*Exercise requirements*
1. In the pizza passage below, which three cheeses make up provel cheese?
2. List every topping the pizza passage below names for the St. Louis thin-crust pizza the writer tries to get when visiting St. Louis.

*Passage*
==========
Pizza is a dish that lends itself to creative thinking. You can make it traditional, innovative, sweet, or savory. My favorite pizzas are light on sauce with a few great tasting toppings. Whenever I go home to St. Louis I try to get a St. Louis thin-crust pizza with hamburger and onion (sometimes black olives too). The best part of St. Louis pizza (and salads at the pizza places) is provel cheese. Provel cheese comes in ropes, it was created about 50 years ago for the purpose of topping St. Louis pizzas. It’s a combination of provolone, white cheddar, and Swiss. It melts well, doesn’t get stringy, and stays hot (watch out for burned mouths).
When I’m here in Boston and thinking about pizza, I prefer to make it at home. It’s faster than delivery and we can make it exactly the way we like. Homemade pizza is also a great way to use up all those leftover ingredients in the fridge.
We had picked up some premade pizza dough and the grocery store and set it out on the counter to warm up to room temperature. Like the start of most of my kitchen adventures, I looked in the fridge and pantry to see what we had on hand.
==========
*Data provided*

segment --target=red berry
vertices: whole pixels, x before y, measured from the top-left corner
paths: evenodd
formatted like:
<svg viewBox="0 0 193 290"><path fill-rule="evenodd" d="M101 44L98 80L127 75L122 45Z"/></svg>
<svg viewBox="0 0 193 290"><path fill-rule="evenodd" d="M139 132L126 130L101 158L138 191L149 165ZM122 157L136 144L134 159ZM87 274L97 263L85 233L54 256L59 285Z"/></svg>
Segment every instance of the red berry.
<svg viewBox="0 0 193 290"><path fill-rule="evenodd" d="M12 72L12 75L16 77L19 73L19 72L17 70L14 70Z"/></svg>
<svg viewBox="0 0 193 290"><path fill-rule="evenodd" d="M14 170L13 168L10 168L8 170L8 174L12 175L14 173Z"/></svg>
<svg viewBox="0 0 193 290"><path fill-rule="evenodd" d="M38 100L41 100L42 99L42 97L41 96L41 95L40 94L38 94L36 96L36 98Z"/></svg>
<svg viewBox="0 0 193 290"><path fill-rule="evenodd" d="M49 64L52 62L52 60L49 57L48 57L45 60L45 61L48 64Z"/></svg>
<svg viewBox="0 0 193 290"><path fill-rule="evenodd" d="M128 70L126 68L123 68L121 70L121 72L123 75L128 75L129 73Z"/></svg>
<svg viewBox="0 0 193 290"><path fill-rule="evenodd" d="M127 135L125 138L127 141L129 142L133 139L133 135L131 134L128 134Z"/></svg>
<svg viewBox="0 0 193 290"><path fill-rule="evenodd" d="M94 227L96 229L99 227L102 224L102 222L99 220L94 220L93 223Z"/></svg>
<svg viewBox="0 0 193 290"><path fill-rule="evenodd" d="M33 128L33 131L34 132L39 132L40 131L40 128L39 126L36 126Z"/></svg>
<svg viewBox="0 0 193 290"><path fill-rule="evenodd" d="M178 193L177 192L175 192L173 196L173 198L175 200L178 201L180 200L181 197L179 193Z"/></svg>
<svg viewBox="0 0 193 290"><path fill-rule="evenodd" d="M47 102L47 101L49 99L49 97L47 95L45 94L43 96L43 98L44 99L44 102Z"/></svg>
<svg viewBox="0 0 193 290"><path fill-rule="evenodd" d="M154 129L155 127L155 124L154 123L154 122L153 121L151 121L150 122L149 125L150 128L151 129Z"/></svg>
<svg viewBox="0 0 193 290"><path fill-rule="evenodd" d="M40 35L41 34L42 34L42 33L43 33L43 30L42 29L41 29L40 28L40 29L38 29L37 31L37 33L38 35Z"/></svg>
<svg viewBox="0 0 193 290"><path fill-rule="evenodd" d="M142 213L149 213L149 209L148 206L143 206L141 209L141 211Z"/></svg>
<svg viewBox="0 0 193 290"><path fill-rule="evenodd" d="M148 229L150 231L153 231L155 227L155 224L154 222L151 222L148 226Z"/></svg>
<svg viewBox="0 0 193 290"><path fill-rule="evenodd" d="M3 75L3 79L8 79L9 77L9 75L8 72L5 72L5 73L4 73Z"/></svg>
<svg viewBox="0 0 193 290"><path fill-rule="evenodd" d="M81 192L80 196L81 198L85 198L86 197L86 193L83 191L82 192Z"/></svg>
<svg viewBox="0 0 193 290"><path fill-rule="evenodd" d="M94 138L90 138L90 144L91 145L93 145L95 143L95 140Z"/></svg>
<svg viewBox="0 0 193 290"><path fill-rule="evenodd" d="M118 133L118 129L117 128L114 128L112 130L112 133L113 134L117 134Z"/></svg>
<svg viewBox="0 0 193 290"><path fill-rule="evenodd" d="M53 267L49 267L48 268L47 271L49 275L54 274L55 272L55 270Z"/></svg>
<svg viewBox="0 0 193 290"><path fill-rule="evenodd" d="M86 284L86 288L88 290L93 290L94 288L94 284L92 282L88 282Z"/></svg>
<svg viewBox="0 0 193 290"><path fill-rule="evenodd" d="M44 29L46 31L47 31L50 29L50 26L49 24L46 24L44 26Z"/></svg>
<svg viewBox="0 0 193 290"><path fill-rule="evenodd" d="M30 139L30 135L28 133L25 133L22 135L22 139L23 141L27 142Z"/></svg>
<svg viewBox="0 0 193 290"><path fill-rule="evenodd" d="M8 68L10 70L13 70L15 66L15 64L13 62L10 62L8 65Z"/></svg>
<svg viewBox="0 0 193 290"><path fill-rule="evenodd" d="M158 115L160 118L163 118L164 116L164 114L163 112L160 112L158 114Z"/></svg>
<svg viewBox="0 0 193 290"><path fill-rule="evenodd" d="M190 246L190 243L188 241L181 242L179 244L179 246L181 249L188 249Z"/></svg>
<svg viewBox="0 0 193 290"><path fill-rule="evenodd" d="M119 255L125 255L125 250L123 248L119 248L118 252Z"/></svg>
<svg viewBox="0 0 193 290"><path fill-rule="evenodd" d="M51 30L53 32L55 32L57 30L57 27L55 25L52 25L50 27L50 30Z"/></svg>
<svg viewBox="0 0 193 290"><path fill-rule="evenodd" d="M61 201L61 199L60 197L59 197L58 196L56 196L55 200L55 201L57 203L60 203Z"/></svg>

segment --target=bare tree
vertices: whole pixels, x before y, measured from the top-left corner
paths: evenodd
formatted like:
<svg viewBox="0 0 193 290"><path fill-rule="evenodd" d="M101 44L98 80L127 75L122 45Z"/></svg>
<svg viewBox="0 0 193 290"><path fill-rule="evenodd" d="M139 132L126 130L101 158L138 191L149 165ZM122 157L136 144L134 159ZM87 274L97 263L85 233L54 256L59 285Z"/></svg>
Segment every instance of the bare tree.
==========
*Results of the tasks*
1. Provolone, white cheddar, and Swiss.

2.
- Hamburger
- Onion
- Black olives (sometimes)